Every family has its ghosts. The Mosher family has more than most. Shot over a year from one Halloween to the next, the film creates a stunning cinematic portrait of a family who are unique but also sadly representative of the struggles of America's working class. The film was created to be both a universal story of family struggle and a socially conscious portrait of compelling, articulate individuals grappling with the forces that tear at their homes and relationships.

Combining the access only available to a family member with an intimate visual style of a filmmaker encountering the family's dynamics for the first time, the film gives a deeply personal voice to the national issues of economic instability, domestic abuse, war trauma, and sexual molestation. As the Moshers do their best to confront their ghosts, we confront the broader issues that haunt us all in the continued struggle for the American Dream.

* [What to work on]
[A] According to the film description, what allows the film to give a deeply personal voice to national issues? Answer in one to three sentences.
[B] Please repeat the passage from the film description word for word, starting with "Every family has" and going on through "homes and relationships.".
The lines that come next have no connection to the film description.

[Coordinate annotation lines]

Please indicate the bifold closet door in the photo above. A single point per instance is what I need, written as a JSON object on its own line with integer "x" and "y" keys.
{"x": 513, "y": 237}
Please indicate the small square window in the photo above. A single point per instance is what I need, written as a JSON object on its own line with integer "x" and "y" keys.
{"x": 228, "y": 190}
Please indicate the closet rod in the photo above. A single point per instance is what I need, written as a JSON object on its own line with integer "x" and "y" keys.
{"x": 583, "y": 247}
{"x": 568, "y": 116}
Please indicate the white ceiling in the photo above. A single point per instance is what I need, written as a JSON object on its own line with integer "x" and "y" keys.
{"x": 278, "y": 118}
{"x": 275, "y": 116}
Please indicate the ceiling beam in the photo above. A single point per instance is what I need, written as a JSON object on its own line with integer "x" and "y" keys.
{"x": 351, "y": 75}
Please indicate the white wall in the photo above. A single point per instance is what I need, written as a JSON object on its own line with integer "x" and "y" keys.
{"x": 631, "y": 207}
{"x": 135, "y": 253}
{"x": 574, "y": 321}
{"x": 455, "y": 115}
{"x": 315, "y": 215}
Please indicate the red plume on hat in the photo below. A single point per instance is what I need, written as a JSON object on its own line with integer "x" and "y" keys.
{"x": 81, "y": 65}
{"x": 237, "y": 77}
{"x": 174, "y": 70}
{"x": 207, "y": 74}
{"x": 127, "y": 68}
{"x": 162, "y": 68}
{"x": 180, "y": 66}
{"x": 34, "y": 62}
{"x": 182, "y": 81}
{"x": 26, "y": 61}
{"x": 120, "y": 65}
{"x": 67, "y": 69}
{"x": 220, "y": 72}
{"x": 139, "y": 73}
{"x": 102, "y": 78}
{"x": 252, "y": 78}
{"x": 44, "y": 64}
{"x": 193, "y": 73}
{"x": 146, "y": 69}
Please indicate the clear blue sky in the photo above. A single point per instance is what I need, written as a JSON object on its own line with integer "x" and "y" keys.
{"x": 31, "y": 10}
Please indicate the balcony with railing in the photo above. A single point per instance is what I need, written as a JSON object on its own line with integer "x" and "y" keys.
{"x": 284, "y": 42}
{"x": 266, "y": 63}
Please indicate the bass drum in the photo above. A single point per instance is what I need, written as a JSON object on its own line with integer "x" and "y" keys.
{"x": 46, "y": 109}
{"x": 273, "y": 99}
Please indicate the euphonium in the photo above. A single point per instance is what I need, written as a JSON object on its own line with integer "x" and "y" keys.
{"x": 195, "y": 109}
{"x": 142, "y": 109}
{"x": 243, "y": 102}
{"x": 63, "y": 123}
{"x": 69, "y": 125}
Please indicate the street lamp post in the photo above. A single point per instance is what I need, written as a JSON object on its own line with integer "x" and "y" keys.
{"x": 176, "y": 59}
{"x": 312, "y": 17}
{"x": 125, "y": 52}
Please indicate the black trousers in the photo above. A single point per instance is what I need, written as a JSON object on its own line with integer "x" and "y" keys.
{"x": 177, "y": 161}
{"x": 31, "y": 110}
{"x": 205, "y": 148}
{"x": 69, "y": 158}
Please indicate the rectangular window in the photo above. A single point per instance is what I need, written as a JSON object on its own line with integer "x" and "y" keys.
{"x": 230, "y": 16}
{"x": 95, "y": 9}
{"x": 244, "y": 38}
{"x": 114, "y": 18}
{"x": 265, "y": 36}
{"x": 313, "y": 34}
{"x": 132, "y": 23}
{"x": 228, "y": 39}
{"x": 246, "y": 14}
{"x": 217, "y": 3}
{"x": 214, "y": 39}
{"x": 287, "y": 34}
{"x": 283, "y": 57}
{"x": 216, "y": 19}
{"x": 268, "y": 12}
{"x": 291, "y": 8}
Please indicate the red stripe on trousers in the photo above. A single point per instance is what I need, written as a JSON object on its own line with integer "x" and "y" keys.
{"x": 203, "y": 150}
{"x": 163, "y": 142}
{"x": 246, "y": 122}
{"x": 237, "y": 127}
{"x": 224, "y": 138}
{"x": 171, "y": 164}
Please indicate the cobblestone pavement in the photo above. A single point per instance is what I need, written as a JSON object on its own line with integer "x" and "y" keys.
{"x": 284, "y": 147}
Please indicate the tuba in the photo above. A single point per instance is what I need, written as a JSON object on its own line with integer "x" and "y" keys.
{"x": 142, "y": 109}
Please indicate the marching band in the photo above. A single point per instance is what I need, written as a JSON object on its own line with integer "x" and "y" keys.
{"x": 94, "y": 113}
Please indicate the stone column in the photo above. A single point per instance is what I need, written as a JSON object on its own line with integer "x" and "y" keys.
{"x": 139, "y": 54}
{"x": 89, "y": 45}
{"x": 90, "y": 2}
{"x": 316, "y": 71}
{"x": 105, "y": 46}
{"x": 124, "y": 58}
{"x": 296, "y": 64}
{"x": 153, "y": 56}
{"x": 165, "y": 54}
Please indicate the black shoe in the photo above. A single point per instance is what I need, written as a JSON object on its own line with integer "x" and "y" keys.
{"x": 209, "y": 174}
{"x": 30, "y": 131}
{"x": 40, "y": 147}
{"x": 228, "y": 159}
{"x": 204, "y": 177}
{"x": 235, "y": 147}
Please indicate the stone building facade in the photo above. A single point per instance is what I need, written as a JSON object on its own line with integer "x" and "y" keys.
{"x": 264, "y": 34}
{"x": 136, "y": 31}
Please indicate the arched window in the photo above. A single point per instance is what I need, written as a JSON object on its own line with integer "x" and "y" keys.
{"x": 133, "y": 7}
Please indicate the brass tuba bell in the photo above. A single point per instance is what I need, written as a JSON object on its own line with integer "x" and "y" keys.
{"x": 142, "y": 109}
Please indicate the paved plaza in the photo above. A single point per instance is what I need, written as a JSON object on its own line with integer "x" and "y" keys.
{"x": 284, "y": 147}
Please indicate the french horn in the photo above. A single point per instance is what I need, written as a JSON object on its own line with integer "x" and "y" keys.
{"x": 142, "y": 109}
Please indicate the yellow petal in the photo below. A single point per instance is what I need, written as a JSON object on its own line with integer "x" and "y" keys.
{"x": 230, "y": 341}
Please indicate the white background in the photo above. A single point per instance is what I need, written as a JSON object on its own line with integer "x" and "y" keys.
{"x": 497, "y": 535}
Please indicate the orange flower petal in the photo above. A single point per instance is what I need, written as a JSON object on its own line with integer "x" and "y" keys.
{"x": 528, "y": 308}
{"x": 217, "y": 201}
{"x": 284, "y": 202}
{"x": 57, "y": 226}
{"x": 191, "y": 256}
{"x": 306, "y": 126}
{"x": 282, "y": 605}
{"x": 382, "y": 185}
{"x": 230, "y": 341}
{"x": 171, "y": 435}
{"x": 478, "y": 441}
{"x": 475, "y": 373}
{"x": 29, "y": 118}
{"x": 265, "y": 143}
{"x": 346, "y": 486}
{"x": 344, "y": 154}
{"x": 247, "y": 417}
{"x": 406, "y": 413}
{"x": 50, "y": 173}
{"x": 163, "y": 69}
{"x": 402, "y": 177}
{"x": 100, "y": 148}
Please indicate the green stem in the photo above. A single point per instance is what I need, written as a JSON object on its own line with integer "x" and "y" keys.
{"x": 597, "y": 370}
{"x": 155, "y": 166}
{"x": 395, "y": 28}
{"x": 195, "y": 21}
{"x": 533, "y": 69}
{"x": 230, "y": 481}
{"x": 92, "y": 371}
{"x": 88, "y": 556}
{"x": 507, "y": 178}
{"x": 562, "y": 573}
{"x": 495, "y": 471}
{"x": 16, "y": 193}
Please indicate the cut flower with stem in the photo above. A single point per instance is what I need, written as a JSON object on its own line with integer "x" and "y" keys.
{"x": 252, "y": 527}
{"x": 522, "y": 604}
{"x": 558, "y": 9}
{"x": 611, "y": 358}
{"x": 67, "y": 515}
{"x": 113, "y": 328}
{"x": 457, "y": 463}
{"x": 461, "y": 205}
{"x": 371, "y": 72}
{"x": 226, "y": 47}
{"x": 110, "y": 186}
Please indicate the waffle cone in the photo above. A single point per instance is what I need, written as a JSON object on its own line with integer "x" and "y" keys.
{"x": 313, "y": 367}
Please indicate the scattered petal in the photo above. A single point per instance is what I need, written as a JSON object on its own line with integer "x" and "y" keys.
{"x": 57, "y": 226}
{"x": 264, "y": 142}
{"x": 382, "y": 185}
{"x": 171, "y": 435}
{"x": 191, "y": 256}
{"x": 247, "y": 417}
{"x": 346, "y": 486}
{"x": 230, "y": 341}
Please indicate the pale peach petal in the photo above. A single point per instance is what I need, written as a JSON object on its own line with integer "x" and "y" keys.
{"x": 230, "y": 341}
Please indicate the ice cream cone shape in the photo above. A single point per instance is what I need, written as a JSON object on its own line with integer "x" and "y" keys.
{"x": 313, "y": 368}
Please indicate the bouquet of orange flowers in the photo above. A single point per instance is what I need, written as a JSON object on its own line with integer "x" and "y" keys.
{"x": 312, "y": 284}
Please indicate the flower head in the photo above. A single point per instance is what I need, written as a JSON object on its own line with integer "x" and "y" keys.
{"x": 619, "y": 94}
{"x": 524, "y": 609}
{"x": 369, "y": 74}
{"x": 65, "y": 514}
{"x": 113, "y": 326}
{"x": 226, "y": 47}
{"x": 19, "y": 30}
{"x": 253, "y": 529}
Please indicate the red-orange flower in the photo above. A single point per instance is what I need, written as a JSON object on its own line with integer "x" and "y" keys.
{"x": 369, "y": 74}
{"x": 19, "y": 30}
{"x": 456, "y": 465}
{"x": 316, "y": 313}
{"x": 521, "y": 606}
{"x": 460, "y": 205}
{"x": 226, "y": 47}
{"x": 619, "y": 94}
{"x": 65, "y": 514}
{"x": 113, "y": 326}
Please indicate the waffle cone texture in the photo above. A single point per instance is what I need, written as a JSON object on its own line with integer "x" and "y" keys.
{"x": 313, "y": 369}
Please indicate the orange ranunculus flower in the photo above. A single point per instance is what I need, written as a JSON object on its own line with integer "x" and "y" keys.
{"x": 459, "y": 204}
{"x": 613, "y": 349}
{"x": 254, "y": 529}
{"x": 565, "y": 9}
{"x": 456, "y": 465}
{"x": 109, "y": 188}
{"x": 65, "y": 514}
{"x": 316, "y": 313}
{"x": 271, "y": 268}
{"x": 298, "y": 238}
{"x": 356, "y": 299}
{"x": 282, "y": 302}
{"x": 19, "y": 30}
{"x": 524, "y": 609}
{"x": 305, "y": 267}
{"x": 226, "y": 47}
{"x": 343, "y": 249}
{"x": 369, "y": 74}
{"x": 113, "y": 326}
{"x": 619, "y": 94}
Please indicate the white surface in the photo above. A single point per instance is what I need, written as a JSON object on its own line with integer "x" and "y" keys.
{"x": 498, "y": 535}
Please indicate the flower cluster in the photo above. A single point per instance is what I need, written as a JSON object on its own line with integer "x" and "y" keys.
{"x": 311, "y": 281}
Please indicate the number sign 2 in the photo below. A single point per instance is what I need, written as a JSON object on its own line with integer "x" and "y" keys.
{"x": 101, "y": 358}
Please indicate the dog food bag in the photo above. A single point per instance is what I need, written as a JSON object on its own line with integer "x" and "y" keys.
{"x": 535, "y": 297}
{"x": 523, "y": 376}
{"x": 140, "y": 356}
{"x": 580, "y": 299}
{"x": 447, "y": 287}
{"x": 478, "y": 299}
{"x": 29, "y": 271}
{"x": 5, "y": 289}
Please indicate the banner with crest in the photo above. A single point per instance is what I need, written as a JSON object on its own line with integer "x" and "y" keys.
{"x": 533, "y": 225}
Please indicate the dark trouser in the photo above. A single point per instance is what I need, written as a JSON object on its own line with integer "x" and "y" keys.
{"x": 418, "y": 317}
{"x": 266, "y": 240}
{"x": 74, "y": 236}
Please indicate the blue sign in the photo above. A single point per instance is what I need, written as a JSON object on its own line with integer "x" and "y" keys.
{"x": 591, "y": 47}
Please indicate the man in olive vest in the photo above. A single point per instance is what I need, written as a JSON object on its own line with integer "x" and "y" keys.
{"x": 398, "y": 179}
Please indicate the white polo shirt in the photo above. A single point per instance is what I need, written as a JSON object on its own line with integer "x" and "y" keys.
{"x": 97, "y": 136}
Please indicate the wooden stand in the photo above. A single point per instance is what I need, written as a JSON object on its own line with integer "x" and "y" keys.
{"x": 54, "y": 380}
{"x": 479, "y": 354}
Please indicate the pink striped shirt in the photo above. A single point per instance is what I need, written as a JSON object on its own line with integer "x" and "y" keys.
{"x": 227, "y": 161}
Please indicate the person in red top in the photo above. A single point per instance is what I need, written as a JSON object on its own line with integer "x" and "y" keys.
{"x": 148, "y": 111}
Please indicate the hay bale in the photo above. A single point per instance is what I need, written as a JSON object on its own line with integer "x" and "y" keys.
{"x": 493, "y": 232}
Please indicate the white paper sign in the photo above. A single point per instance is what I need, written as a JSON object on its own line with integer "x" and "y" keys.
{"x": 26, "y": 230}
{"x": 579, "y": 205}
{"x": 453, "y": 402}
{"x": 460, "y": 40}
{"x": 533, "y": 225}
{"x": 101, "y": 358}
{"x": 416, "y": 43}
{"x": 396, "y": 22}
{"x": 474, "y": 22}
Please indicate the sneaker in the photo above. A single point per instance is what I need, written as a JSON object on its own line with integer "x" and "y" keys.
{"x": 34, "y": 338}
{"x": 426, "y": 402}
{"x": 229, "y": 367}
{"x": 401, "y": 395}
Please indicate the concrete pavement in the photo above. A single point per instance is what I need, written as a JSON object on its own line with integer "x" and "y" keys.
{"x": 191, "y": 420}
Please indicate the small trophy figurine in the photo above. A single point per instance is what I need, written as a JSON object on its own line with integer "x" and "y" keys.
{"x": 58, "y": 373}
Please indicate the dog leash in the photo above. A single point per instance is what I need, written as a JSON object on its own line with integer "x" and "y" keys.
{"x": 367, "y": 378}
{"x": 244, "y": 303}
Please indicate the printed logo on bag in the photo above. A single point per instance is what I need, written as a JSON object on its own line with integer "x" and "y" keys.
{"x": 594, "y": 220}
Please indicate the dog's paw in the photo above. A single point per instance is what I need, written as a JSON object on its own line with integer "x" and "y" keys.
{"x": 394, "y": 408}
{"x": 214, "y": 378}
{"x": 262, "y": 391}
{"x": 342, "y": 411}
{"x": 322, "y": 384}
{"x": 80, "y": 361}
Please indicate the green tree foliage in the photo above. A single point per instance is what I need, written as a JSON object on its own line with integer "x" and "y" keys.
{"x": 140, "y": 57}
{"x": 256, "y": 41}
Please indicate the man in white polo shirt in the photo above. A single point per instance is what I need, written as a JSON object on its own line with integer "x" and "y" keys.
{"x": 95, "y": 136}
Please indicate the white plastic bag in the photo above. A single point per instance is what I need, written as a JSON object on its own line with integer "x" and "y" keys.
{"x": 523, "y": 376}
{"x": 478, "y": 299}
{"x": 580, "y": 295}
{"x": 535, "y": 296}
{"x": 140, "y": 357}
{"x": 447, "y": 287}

* [Results of the exercise]
[A] The film combines the access only available to a family member with the intimate visual style of a filmmaker encountering the family's dynamics for the first time. Through this combination, it gives a deeply personal voice to national issues such as economic instability, domestic abuse, war trauma, and sexual molestation.

[B]
Every family has its ghosts. The Mosher family has more than most. Shot over a year from one Halloween to the next, the film creates a stunning cinematic portrait of a family who are unique but also sadly representative of the struggles of America's working class. The film was created to be both a universal story of family struggle and a socially conscious portrait of compelling, articulate individuals grappling with the forces that tear at their homes and relationships.